(Reading passage):
Description of Business - Morgan's Foods, Inc. and its subsidiaries (the “Company") operate 57 KFC restaurants, five Taco Bell restaurants, nine KFC/Taco Bell “2n1” restaurants, three Taco Bell/Pizza Hut Express “2n1” restaurants, and one KFC/A&W “2n1”, in the states of Illinois, Missouri, Ohio, Pennsylvania, West Virginia and New York.  The Company’s fiscal year is a 52-53 week year ending on the Sunday nearest the last day of February.  The Company operates as one reporting business segment.

Use of Estimates - The preparation of financial statements in conformity with accounting principles generally accepted in the United States of America requires management to make estimates and assumptions pending completion of related events.  These estimates and assumptions include the recoverability of tangible and intangible asset values, projected compliance with financing agreements and the realizability of deferred tax assets. These estimates and assumptions affect the amounts reported at the date of the financial statements for assets, liabilities, revenues and expenses and the disclosure of contingencies.  Actual results could differ from those estimates.

(Data provided):
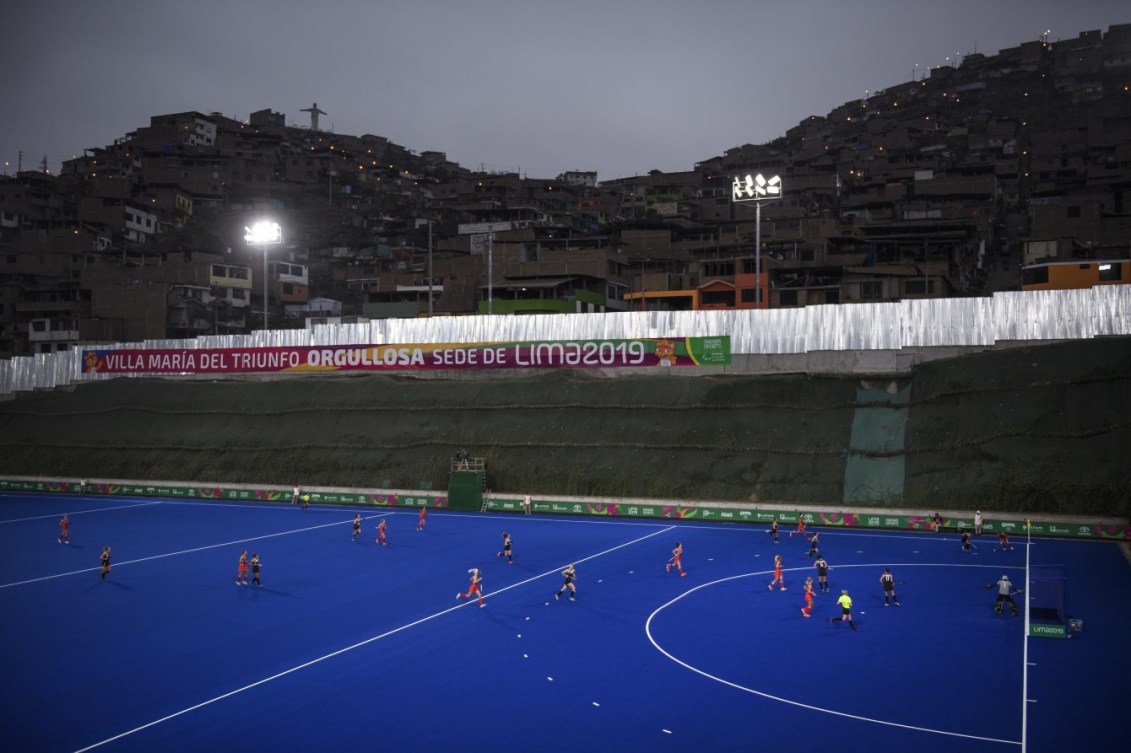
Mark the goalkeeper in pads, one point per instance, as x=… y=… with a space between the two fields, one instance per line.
x=1006 y=591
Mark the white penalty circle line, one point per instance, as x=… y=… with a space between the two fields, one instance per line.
x=356 y=646
x=647 y=629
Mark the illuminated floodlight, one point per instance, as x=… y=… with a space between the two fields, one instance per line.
x=757 y=189
x=262 y=233
x=754 y=188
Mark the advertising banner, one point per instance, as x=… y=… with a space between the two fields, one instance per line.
x=656 y=510
x=564 y=354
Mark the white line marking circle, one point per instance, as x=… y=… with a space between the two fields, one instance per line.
x=647 y=630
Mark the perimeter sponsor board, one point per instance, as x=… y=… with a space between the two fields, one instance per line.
x=786 y=518
x=563 y=354
x=1044 y=630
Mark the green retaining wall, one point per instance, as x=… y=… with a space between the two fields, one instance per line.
x=1097 y=528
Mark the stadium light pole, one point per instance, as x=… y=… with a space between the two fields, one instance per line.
x=757 y=189
x=262 y=234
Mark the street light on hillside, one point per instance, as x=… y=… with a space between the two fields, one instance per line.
x=264 y=234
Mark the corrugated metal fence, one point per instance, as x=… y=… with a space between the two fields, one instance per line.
x=942 y=322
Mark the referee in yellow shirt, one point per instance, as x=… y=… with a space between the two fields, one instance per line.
x=845 y=603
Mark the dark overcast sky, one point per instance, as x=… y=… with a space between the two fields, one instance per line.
x=615 y=86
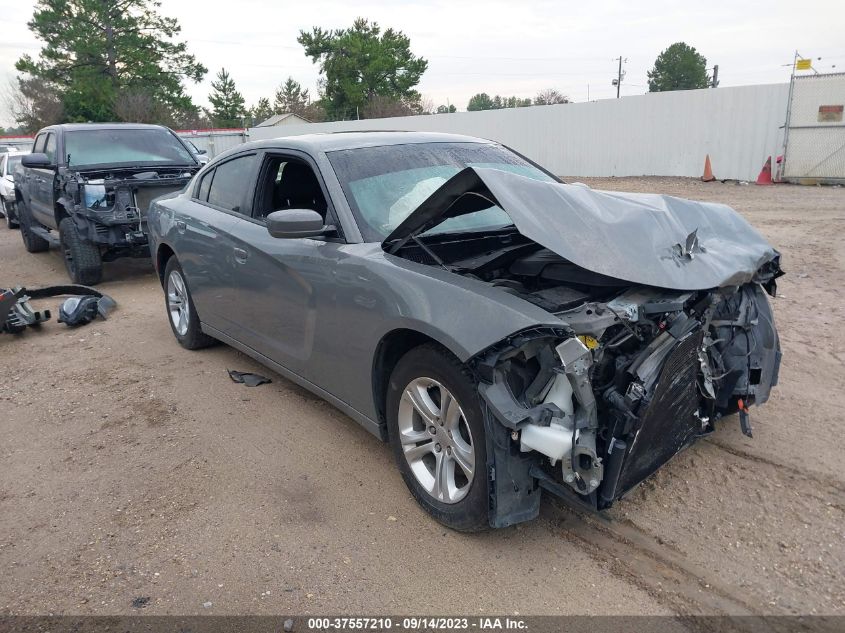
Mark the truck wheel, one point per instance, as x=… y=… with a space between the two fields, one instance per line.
x=31 y=242
x=9 y=211
x=184 y=320
x=82 y=258
x=436 y=431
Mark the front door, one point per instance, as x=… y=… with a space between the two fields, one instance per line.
x=286 y=286
x=41 y=181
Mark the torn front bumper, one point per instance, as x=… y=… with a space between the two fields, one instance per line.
x=675 y=390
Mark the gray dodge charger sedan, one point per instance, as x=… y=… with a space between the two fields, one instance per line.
x=507 y=333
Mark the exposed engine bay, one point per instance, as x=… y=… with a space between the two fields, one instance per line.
x=110 y=206
x=633 y=375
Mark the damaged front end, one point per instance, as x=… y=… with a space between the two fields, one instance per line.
x=110 y=207
x=591 y=410
x=665 y=329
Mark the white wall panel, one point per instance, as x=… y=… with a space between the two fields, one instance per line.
x=656 y=134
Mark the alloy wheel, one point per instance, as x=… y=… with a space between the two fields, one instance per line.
x=177 y=302
x=436 y=440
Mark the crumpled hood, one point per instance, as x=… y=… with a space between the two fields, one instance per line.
x=648 y=239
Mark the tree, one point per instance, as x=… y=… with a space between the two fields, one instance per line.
x=361 y=63
x=33 y=104
x=290 y=97
x=550 y=96
x=261 y=111
x=96 y=49
x=679 y=67
x=227 y=103
x=480 y=101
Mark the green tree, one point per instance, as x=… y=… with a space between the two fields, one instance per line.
x=227 y=103
x=679 y=67
x=480 y=101
x=361 y=63
x=261 y=111
x=290 y=97
x=94 y=50
x=550 y=96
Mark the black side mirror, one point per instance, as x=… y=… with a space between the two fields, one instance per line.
x=36 y=160
x=294 y=223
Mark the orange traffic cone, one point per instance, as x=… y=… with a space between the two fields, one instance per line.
x=765 y=177
x=708 y=171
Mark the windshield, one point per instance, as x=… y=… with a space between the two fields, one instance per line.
x=125 y=147
x=385 y=184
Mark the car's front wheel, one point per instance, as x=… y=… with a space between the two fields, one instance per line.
x=181 y=312
x=436 y=431
x=83 y=260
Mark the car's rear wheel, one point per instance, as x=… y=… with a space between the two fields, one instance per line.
x=436 y=431
x=182 y=315
x=32 y=243
x=83 y=260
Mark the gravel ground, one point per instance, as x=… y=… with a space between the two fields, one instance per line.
x=137 y=478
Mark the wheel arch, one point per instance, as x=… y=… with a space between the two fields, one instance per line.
x=392 y=347
x=61 y=210
x=163 y=255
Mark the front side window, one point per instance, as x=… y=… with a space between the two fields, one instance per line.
x=38 y=146
x=385 y=184
x=50 y=148
x=205 y=185
x=130 y=147
x=288 y=183
x=230 y=183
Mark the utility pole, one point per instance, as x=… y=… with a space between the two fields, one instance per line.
x=619 y=77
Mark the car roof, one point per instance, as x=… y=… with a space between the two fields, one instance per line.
x=333 y=141
x=71 y=127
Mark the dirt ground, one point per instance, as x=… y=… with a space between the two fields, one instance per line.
x=134 y=470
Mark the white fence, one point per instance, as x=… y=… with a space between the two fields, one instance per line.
x=816 y=140
x=656 y=134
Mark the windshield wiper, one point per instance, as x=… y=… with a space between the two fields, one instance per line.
x=429 y=252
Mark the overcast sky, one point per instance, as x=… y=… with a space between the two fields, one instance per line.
x=498 y=47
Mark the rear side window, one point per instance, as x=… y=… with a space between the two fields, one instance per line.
x=231 y=181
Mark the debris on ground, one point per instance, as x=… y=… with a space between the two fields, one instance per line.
x=248 y=379
x=82 y=307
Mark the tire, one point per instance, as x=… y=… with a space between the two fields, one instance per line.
x=31 y=242
x=82 y=258
x=181 y=313
x=11 y=218
x=442 y=454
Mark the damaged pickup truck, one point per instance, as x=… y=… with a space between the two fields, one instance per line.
x=93 y=182
x=507 y=333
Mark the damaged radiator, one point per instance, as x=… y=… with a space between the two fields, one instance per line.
x=669 y=422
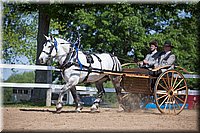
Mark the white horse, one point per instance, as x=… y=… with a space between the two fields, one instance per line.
x=77 y=67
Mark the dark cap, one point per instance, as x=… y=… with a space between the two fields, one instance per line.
x=168 y=44
x=154 y=42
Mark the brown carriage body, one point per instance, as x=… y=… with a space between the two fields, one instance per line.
x=169 y=89
x=139 y=82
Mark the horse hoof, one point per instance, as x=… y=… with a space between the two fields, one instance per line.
x=94 y=109
x=120 y=109
x=58 y=110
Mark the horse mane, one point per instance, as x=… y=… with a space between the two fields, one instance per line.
x=60 y=40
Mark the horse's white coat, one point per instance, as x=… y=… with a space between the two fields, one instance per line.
x=70 y=75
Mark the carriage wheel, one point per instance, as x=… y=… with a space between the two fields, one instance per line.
x=170 y=92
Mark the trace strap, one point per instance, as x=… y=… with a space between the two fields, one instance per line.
x=55 y=45
x=76 y=48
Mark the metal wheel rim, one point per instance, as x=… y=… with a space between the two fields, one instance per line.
x=170 y=92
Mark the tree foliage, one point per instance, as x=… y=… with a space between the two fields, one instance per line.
x=19 y=34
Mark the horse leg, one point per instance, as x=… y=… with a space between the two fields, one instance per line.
x=76 y=98
x=60 y=102
x=101 y=92
x=70 y=84
x=116 y=83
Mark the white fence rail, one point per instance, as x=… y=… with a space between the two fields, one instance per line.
x=54 y=87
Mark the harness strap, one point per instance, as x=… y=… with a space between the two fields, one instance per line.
x=166 y=58
x=113 y=61
x=99 y=59
x=67 y=62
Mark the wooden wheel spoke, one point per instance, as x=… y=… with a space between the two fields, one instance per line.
x=172 y=78
x=178 y=84
x=173 y=103
x=162 y=97
x=165 y=83
x=176 y=103
x=163 y=87
x=179 y=99
x=163 y=101
x=175 y=81
x=171 y=92
x=166 y=103
x=180 y=88
x=168 y=79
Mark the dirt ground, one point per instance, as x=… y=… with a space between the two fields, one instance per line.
x=108 y=119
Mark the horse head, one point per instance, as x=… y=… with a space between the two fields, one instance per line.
x=52 y=48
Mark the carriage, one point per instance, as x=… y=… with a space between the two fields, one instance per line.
x=169 y=89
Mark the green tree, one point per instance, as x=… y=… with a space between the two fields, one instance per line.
x=19 y=34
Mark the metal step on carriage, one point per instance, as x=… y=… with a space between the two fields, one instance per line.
x=168 y=89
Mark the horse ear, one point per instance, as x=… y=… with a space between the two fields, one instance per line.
x=51 y=37
x=45 y=36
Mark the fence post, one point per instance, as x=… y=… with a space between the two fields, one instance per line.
x=48 y=97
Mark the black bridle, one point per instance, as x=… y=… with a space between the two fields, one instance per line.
x=51 y=49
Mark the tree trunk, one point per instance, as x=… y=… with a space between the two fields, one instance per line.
x=39 y=95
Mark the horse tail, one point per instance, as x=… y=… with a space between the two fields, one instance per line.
x=116 y=64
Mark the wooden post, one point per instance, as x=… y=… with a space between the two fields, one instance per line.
x=48 y=97
x=39 y=95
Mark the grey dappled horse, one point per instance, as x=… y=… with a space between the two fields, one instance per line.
x=76 y=69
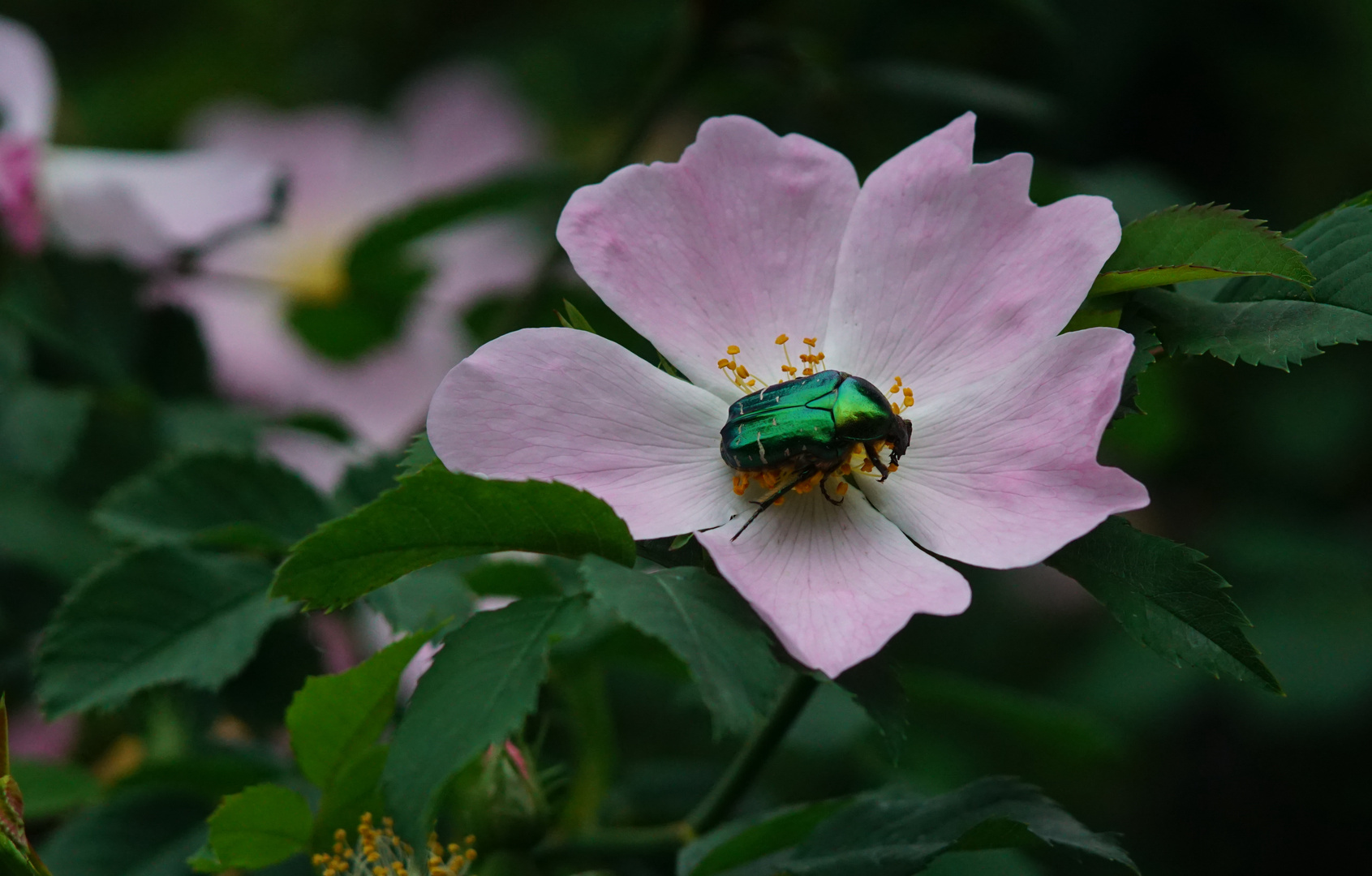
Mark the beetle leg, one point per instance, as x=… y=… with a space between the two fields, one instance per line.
x=875 y=461
x=766 y=502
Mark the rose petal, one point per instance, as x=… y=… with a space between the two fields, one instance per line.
x=834 y=583
x=571 y=406
x=734 y=244
x=948 y=272
x=1003 y=472
x=256 y=357
x=21 y=216
x=146 y=206
x=345 y=168
x=462 y=123
x=28 y=84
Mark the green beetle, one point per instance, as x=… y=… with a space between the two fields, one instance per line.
x=808 y=427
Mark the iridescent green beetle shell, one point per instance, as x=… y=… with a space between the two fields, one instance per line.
x=806 y=421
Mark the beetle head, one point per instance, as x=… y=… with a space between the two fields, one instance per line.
x=899 y=438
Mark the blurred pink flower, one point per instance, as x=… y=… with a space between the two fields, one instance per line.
x=36 y=739
x=937 y=270
x=347 y=170
x=140 y=206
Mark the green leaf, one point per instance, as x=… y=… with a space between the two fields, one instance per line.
x=476 y=694
x=40 y=428
x=1189 y=243
x=45 y=532
x=750 y=840
x=437 y=514
x=417 y=455
x=154 y=617
x=1145 y=345
x=333 y=719
x=1272 y=333
x=13 y=861
x=363 y=482
x=54 y=788
x=1276 y=323
x=897 y=832
x=357 y=788
x=574 y=318
x=385 y=274
x=510 y=578
x=148 y=834
x=875 y=685
x=427 y=598
x=213 y=498
x=262 y=826
x=708 y=625
x=1165 y=598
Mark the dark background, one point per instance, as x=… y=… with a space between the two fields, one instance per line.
x=1257 y=105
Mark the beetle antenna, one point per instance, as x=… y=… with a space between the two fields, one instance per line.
x=875 y=461
x=824 y=488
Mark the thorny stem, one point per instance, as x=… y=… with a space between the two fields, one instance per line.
x=716 y=805
x=754 y=756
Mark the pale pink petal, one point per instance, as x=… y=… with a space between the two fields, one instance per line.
x=256 y=357
x=319 y=460
x=462 y=123
x=37 y=739
x=571 y=406
x=146 y=206
x=834 y=583
x=345 y=168
x=28 y=84
x=734 y=244
x=1003 y=472
x=21 y=214
x=948 y=272
x=333 y=639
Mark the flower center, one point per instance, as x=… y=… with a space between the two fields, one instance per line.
x=381 y=853
x=814 y=428
x=313 y=274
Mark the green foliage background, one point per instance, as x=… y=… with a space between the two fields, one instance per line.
x=1151 y=103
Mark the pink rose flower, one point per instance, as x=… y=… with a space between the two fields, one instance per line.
x=937 y=270
x=347 y=170
x=140 y=206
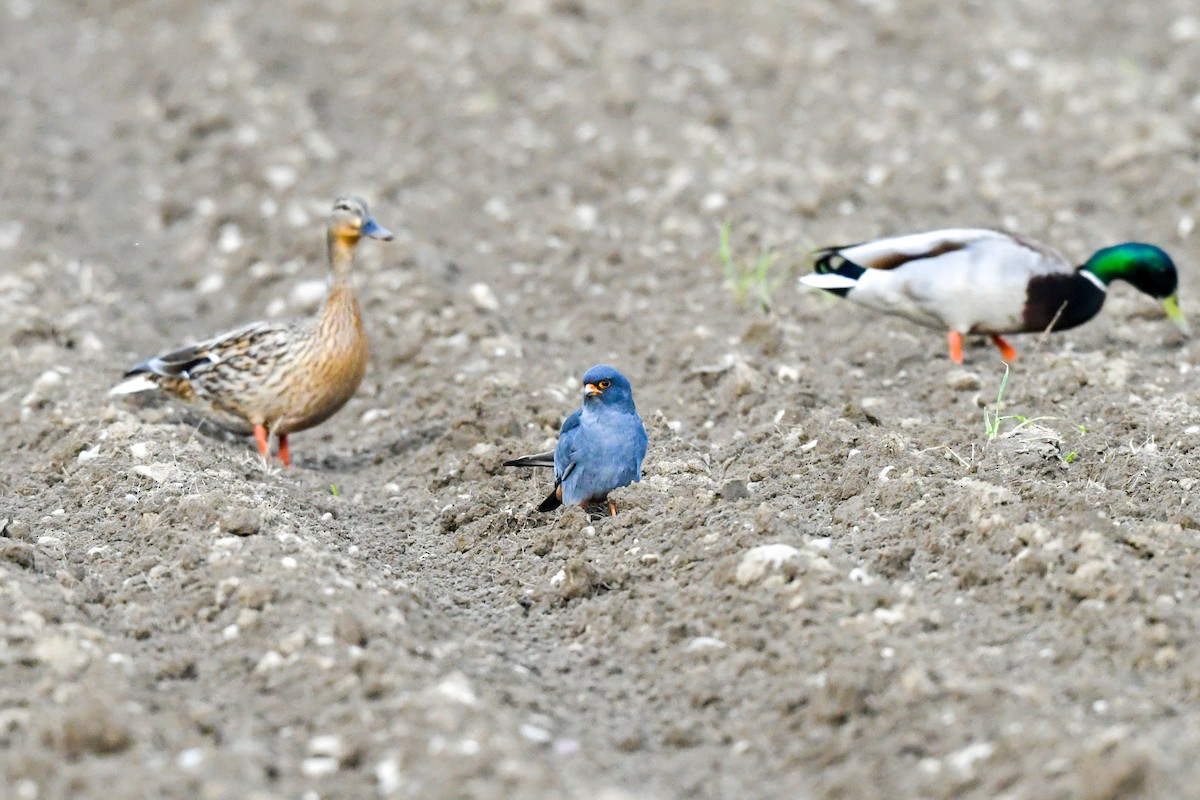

(Short exercise): Summarize the notes on Morgan's Foods, Inc. in two sentences. The listing plays no part in this work.

(Task answer): Morgan's Foods, Inc. and its subsidiaries operate KFC, Taco Bell and combined "2n1" restaurants in Illinois, Missouri, Ohio, Pennsylvania, West Virginia and New York as one reporting business segment, with a 52-53 week fiscal year ending on the Sunday nearest the last day of February. Preparing the financial statements requires management to make estimates and assumptions, including about the recoverability of asset values, projected compliance with financing agreements and the realizability of deferred tax assets, and actual results could differ from those estimates.